BEGIN

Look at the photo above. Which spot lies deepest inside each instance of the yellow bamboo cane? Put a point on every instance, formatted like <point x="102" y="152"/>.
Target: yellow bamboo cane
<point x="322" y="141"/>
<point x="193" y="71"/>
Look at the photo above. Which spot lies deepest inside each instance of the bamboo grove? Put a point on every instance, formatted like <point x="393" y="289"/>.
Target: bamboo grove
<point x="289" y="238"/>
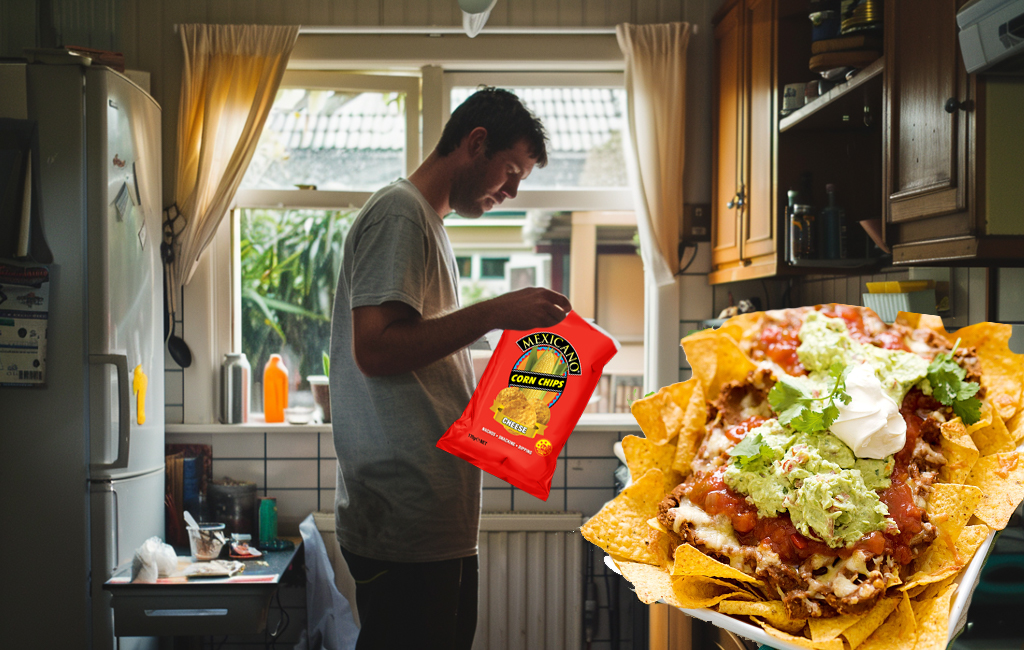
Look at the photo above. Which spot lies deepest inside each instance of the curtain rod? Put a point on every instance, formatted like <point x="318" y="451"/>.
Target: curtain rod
<point x="440" y="31"/>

END

EXERCISE:
Beginning with the line in which "of the curtain" appears, print each remaining line of the listing exactly, the last line included.

EXERCISE ANSWER:
Look at the photo above. Which spot lies deepest inside each instance of the curtain rod? Put a point on every instance, formatted like <point x="318" y="451"/>.
Target: curtain rod
<point x="440" y="31"/>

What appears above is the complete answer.